Algemeen
De tabakswittevlieg (Bemisia tabaci) behoort tot de familie Aleyrodidae en de subfamilie Aleyrodinae. Het insect is voor het eerst geïdentificeerd op tabak in Griekenland in 1889, vandaar de naam tabaci. Vervolgens is de soort aangetroffen in de meeste tropische en subtropische landen in de wereld. Waarschijnlijk is het insect oorspronkelijk afkomstig uit een tropisch of subtropisch gebied, mogelijk Pakistan.
De tabakswittevlieg (Bemisia tabaci) heeft enorm veel waardplanten. Het insect wordt over de hele wereld op de meest uiteenlopende gewassen aangetroffen. Met name in (sub)tropische gebieden veroorzaakt hij schade. De tabakswittevlieg (Bemisia tabaci) is gevreesd doordat hij een grote mate van resistentie heeft tegen vele insecticiden en doordat hij virussen kan overdragen.
Levenscyclus en uiterlijk van de tabakswittevlieg
De tabakswittevlieg (Bemisia tabaci) doorloopt 6 ontwikkelingsstadia, namelijk een eistadium, 4 larvenstadia (waarvan het laatste vaak pop wordt genoemd, alhoewel dat strikt genomen niet klopt), en het volwassen insect. De larven zitten aan de onderkant van jonge bladeren en zijn ovaal van vorm. Larven in het eerste stadium (‘crawlers’) kunnen zich verplaatsen. Vanaf het tweede larvenstadium zitten de larven vast op het blad. Het vierde larvenstadium ontwikkelt zich tot een gele, bijna ronde zogenaamde pop, waarin de rode ogen en witte vleugels van de adult al duidelijk te zien zijn. Deze poppen zitten op de oudste bladeren.
De adult kruipt uit de pop via een T-vormige breuklijn. De volwassen witte vliegen zitten vaak verspreid over de hele plant waar ze hun eieren leggen. Daarom kunnen alle verschillende ontwikkelingsstadia bij elkaar te vinden zijn op één blad. Als een aangetaste plant wordt geschud, vliegen de adulten eerst op om vervolgens terug te keren naar de onderkant van de bladeren. De volwassen tabakswittevlieg (Bemisia tabaci) heeft goed ontwikkelde stekend-zuigende monddelen en begint na het uitkomen al snel plantensappen te zuigen. Het insect is bedekt met een dun laagje witte wasachtige substantie.

#### Gegevens verwijzende uitdrukkingen:
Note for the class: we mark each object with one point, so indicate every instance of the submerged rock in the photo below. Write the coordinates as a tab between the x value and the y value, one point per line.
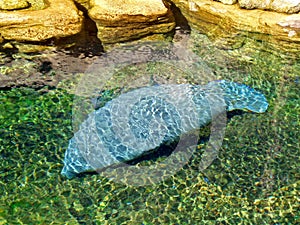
119	21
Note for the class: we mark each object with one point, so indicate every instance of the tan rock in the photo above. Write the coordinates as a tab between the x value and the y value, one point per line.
59	19
228	2
285	6
14	4
230	26
119	20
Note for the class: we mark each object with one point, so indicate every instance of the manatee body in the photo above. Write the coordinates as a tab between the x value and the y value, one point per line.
141	120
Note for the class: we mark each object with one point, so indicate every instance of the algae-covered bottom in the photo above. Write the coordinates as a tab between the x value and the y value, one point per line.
254	180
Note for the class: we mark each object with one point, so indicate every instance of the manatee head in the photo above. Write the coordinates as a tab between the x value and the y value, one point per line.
74	162
240	96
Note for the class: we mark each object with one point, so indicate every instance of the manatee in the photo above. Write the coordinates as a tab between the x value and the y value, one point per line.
143	119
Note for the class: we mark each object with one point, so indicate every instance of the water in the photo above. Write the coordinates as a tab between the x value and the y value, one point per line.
254	180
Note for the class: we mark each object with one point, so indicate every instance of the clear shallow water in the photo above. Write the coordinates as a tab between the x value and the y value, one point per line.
254	180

#### Doel opdracht:
Schrijf de tekst over de tabakswittevlieg verder vanaf het punt waar hij ophoudt.

#### Schriftelijk antwoord:
De volwassen tabakswittevlieg (Bemisia tabaci) lijkt veel op de kaswittevlieg (Trialeurodes vaporariorum), maar is iets kleiner en geler. Verder staan de vleugels van tabakswittevlieg (Bemisia tabaci) verticaal (parallel) langs het lichaam, terwijl de vleugels van kaswittevlieg horizontaal (als een driehoekje) staan.
Schadebeelden
De larven hebben veel eiwit nodig voor hun groei. Daarom zuigen ze grote hoeveelheden plantensap op. Dit sap bevat naast eiwit veel suikers en het overschot daarvan wordt weer uitgescheiden als honingdauw. Vooral de grotere larven scheiden veel honingdauw uit. De schade die witte vlieg veroorzaakt aan een gewas is een gevolg van het zuigen aan de bladeren en het afscheiden van honingdauw. Dit kan de volgende effecten op het gewas hebben:
- Als de populatie zeer groot is, kunnen door het zuigen de fysiologische processen van de plant worden beïnvloed, waardoor groeivermindering kan optreden. Bij fel zonlicht kunnen de bladeren afvallen en verwelken. Door deze bladschade kan de ontwikkeling van de vruchten worden beïnvloed waardoor oogstvermindering optreedt.
- De honingdauw die op de vruchten terechtkomt, maakt ze erg kleverig (‘vet’). Hierdoor worden ze vuil en daarnaast kunnen er roetdauwschimmels op groeien (Cladosporium spp.), waardoor ze onverkoopbaar worden. In zeer ernstige gevallen gaan de vruchten rotten. Ook op de bladeren ontwikkelt zich roetdauw. Hierdoor verminderen de fotosynthese en de verdamping.
- Bemisia is berucht vanwege de overdracht van virussen, waaronder TYLCV in tomaat.
- Door plantensap te zuigen en honingdauw af te scheiden, verminderen witte vliegen de esthetische waarde van het gewas. Dit is met name van belang in de sierteelt.
- De larven injecteren enzymen in de plant, waardoor de normale fysiologische processen veranderd worden. In sommige waardplanten kan hierdoor schade ontstaan. Bekende effecten zijn onregelmatige rijping bij tomaat en paprika, geelverkleuring van de bloemstelen van gerbera en ernstige vergeling van de bladeren bij sperzieboon. Andere symptomen zijn chlorotische plekken, vergeling, het afvallen van vruchten en/of bladeren, en misvorming van vruchten.